TASK DIRECTIONS = Determine how many lines in the listing that follows include "switch". Answer only with that number.

<<<<

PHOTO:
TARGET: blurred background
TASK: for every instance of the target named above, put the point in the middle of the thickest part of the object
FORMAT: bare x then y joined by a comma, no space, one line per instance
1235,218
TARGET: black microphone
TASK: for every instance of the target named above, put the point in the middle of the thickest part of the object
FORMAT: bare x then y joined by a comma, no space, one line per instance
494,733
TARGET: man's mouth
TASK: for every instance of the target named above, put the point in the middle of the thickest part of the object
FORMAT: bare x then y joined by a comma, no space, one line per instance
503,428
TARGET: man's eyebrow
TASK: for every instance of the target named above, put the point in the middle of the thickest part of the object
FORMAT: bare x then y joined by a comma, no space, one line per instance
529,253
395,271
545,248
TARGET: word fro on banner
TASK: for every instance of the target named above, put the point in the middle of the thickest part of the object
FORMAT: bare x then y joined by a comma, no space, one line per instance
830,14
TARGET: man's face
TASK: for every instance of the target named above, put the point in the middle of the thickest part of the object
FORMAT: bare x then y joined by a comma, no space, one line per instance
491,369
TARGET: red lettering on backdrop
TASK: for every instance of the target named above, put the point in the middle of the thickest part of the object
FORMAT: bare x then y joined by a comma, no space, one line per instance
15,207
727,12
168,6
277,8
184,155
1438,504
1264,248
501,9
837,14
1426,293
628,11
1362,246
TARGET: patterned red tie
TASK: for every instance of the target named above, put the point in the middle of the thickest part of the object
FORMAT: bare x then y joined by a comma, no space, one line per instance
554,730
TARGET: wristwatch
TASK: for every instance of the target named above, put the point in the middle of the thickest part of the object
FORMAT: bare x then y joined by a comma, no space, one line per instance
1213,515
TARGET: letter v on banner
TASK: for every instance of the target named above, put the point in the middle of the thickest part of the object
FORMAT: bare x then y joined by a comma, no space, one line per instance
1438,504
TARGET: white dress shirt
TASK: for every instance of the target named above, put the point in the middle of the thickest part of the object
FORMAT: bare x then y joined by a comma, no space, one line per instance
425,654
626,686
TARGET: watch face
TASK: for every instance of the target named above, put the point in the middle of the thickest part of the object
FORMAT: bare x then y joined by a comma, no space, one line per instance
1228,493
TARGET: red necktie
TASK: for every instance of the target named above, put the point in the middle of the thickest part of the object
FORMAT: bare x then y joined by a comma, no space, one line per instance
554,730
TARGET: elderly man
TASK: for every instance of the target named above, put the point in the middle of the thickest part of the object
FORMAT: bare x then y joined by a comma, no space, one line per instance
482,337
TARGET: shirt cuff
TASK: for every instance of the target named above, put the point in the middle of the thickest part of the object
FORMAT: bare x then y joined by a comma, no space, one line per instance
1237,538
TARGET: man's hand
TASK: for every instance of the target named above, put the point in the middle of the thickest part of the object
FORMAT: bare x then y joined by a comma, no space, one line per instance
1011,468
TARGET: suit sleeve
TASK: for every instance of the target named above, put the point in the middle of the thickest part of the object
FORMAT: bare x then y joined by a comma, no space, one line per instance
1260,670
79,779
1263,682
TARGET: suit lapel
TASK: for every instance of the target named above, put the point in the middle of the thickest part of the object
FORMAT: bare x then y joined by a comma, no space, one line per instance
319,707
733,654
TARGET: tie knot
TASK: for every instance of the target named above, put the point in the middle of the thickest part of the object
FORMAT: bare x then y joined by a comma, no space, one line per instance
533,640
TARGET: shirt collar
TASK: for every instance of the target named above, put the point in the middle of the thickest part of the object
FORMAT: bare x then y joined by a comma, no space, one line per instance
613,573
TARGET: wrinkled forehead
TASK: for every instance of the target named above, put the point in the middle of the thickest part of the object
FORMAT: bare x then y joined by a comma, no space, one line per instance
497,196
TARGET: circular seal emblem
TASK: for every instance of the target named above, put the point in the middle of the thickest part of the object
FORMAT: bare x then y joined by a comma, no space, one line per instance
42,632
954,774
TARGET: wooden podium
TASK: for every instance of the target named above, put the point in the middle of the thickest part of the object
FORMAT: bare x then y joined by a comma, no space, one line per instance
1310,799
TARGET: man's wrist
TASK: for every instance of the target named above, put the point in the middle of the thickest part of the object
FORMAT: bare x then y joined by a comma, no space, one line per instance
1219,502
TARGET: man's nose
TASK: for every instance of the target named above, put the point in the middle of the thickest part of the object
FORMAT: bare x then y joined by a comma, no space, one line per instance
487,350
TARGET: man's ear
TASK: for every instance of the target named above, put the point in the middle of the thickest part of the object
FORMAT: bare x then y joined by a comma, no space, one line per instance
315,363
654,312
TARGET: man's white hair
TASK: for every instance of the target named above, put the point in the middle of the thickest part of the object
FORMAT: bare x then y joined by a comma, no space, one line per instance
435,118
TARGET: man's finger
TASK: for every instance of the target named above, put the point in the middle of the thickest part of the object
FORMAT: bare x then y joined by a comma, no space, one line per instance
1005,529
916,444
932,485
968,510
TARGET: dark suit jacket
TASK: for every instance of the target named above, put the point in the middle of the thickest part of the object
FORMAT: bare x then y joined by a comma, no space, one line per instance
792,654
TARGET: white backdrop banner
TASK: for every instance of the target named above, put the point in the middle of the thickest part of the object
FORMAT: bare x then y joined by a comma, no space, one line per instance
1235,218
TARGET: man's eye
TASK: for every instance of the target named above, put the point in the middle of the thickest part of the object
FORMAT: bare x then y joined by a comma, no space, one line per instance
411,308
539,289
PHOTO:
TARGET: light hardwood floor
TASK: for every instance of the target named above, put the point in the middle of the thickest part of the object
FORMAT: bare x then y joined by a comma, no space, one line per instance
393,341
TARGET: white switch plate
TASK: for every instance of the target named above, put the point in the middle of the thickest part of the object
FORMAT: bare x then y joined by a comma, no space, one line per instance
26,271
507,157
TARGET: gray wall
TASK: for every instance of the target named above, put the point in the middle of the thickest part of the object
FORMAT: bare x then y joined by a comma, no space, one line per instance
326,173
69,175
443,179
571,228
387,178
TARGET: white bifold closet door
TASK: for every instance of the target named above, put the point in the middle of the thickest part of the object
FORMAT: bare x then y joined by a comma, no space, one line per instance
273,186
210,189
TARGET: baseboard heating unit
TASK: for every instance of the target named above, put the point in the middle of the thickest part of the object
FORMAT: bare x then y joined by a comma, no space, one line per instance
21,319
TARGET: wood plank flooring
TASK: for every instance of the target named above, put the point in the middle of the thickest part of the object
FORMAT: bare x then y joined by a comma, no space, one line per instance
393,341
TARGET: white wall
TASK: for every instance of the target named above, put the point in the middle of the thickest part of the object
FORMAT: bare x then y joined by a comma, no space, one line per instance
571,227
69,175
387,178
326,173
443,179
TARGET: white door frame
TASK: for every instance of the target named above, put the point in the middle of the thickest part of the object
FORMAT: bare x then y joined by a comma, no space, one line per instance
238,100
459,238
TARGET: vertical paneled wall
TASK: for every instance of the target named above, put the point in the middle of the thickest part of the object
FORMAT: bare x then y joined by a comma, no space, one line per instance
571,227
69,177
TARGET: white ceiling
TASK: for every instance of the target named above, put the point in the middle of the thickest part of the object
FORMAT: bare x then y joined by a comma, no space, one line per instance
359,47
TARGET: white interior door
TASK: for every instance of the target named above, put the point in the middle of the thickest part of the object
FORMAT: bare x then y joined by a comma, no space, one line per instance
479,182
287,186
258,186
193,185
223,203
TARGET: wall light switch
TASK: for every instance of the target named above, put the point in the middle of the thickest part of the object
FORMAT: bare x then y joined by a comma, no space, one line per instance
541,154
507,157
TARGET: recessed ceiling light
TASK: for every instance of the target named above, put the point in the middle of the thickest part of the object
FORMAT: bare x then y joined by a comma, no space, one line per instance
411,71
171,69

>>>>

FINISHED EXERCISE = 2